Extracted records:

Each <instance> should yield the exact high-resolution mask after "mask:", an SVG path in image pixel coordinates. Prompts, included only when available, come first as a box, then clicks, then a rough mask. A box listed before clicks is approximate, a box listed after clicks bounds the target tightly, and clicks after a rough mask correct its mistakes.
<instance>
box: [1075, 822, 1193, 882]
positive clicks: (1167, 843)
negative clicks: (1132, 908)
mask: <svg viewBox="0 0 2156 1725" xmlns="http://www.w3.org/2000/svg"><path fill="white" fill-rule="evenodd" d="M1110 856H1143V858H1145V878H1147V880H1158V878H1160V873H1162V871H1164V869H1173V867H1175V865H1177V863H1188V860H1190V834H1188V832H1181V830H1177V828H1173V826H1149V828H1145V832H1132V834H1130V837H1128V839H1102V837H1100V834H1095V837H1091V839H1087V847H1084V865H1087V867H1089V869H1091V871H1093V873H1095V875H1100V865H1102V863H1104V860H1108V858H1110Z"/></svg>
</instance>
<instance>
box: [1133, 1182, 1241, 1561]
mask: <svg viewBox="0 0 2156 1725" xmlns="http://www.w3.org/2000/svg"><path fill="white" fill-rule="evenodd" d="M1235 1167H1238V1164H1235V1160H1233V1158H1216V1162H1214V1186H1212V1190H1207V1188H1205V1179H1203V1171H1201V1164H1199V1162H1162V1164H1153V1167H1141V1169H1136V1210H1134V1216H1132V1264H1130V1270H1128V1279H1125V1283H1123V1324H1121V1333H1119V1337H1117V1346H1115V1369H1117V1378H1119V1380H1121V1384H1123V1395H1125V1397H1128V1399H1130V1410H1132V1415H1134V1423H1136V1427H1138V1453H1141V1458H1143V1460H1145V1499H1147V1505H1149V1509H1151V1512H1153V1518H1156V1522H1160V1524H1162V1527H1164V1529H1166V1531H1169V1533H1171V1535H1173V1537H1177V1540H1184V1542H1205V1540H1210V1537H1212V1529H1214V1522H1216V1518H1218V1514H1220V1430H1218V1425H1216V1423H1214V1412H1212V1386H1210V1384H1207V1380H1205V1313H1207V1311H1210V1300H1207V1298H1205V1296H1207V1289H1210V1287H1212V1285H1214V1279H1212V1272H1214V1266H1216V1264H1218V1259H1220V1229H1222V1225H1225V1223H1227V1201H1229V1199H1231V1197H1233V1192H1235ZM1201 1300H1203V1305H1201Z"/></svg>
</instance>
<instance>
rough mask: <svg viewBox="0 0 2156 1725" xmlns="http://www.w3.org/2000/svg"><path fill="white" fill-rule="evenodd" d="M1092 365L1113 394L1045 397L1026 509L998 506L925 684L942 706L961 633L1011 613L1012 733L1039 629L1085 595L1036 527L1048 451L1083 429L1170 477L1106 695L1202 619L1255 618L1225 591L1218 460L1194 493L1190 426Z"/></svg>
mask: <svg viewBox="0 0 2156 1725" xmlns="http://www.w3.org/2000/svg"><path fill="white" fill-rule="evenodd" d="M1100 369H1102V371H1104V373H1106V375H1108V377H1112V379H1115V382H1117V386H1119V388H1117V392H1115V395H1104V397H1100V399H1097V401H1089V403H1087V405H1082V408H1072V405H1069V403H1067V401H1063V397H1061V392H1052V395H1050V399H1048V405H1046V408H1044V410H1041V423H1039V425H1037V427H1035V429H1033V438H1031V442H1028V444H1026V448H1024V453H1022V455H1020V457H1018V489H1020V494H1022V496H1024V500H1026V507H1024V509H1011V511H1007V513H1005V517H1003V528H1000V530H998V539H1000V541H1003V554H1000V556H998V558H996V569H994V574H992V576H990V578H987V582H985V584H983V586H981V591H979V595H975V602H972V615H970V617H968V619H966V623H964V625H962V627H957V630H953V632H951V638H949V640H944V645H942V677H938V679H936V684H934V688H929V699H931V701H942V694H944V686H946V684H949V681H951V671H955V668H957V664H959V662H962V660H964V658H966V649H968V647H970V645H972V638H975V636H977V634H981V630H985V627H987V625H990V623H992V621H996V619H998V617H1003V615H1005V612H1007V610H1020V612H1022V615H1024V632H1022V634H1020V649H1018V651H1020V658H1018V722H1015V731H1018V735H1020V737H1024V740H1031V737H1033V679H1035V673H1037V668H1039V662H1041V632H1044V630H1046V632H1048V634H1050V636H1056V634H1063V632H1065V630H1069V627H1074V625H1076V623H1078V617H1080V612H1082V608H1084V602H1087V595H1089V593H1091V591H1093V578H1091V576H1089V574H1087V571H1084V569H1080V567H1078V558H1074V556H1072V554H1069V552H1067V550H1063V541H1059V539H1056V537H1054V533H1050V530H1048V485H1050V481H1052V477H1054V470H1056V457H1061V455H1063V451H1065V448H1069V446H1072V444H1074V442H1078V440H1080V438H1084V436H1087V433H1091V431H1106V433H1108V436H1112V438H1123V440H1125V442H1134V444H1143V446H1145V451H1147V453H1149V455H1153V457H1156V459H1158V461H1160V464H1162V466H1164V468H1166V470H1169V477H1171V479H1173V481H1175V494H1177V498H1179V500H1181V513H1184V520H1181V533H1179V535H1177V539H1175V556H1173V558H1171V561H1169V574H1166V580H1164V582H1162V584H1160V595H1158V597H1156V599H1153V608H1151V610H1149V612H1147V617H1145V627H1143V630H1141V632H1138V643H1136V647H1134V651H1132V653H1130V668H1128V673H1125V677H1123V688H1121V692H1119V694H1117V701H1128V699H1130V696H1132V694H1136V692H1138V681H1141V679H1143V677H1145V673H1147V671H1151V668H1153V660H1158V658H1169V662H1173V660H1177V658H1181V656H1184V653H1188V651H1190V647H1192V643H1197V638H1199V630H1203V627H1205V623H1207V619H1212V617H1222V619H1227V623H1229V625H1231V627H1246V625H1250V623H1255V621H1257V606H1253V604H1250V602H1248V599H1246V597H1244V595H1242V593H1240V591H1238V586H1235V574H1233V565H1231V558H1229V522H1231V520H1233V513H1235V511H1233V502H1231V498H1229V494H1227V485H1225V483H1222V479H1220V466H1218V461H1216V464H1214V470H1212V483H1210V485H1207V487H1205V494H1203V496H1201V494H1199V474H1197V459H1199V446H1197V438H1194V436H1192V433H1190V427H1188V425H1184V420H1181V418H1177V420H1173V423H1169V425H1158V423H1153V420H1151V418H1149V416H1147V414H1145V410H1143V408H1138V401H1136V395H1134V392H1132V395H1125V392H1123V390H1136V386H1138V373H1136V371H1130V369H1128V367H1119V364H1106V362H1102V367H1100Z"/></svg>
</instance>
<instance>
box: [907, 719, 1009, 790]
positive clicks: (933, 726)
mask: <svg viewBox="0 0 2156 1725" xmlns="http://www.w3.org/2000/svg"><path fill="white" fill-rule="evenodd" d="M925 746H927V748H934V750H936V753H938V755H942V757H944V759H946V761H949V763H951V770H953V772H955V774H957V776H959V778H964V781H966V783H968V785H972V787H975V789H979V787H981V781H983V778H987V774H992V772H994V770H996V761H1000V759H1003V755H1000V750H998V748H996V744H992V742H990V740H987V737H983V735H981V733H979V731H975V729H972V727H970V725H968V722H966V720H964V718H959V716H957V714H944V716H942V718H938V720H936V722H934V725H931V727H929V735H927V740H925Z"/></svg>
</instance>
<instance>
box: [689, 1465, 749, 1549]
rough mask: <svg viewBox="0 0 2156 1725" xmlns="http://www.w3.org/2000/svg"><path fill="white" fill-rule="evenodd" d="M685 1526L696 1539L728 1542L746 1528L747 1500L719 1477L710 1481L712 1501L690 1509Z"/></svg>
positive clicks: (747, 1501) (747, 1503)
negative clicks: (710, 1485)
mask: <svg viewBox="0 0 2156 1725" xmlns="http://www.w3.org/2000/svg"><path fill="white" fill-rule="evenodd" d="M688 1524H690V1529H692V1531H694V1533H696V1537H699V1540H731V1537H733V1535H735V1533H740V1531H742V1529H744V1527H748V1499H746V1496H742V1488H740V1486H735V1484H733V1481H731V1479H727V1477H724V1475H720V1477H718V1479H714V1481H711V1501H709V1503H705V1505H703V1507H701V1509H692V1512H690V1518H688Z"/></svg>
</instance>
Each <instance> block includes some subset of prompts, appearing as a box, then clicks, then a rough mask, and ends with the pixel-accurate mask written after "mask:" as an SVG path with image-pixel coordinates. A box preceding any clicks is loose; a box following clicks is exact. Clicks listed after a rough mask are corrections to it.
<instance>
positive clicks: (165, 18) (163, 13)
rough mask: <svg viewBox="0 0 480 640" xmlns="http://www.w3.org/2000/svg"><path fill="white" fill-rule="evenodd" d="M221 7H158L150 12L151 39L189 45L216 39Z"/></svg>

■ Task to complete ■
Pick out every line in the extracted records above that contains the string "image", with case counting.

■ Written response ■
Each <instance> should yield the exact high-resolution mask after "mask:", an SVG path in image pixel coordinates. Prompts, included only when available, come first as a box, then clicks, then a rough mask. A box listed before clicks is approximate, a box listed after clicks bounds the target tightly, and clicks after a rough mask correct its mistakes.
Each <instance> block includes some subset of prompts, appearing as a box, then clicks, then a rough mask, and ends with the pixel-accurate mask written after "mask:" as an SVG path with image-pixel coordinates. A box preceding any clicks is loose; a box following clicks is exact. Clicks listed after a rough mask are corrections to it.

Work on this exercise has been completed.